Davos Billionaires: Oblivious to the Coming Revolution

CAPITALISM, 27 Jan 2014

Paul B. Farrell, MarketWatch – TRANSCEND Media Service

Economic Inequality Isn’t Visible High in the Swiss Alps

Bloomberg Enlarge Image Snow covered buildings are seen at dusk from the Schatzalp area above the town of Davos, Switzerland.

Snow covered buildings are seen at dusk from the Schatzalp area above the town of Davos, Switzerland. Bloomberg

The world looks different from rarified altitude of a billionaire. Especially if you’re one of the 85 richest who control more wealth than the 3.5 billion poorest.

You guys already own half the planet. Keep up the good work, getting richer, by the end of this century your family could be one of the world’s 11 trillionaires predicted in the new Credit Suisse Global Wealth Report. Capitalism is the ticket to owning everything.

Cruising at 51,000 feet, Mach 0.85 in your $40 million Gulfstream jet, you know the world belongs to you. A few days at the World Economic Forum in historic Davos, Europe’s highest city, high in the Swiss Alps, and your world seemed even bigger. Roots in the Higher Middle Ages. Fabulous ski resort.

Written task A
From the final paragraph of the article on Davos billionaires, list each description it gives of Davos.
Written task B
According to the article on Davos billionaires, how many trillionaires does the new Credit Suisse Global Wealth Report predict by the end of this century?
Written task C
Proceed with the article on Davos billionaires from the point where it stops, writing the next part.

Recorded information
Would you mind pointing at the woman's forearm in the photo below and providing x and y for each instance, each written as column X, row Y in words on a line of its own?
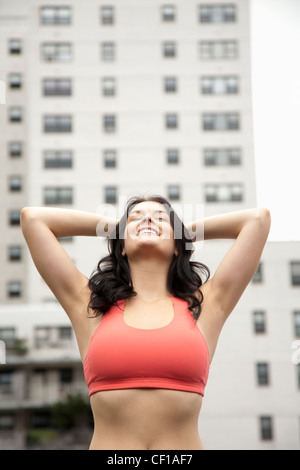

Answer A
- Historic
- Europe's highest city
- High in the Swiss Alps
- Roots in the Higher Middle Ages
- Fabulous ski resort

Answer B
Eleven.

Answer C
Davos is mostly about business contacts, meeting other powerful capitalists, great PR and i-photo ops walking among world leaders, in seminars, at meals, over drinks, just mingling with the 2,500 participants — all the captains of industry, central bankers, heads of state, thought leaders and celebrity economists, maybe even listening to actor Matt Damon talking about his Water.org or attending a mindful meditation session with Goldie Hawn.

But bottom line: for 1,500 business and financial types at Davos, many whose firms are permanent members, just one new contact can justify the quarter million often spent belonging to the exclusive Davos Forum. Yes, up at their altitude, the world really does looks different.

Billionaires aren’t ‘Curious Capitalists,’ they just want to make more money

The truth is, for 43 years Davos has been a private club for capitalists that has had more to do with increasing economic inequality than any other global organization. Here’s how a real “Curious Capitalist,” as Time’s editor, Rana Foroohar, sees it from ground level mingling with world leaders, gathering quotes, interviewing and blogging, to get answers to “The 5 Most Important Questions for the Davos Elite”:

  • Is U.S. economic recovery for real?
  • Will China’s economy blow up?
  • Is technology a friend or an enemy?
  • Who wins, millennials vs. baby boomers?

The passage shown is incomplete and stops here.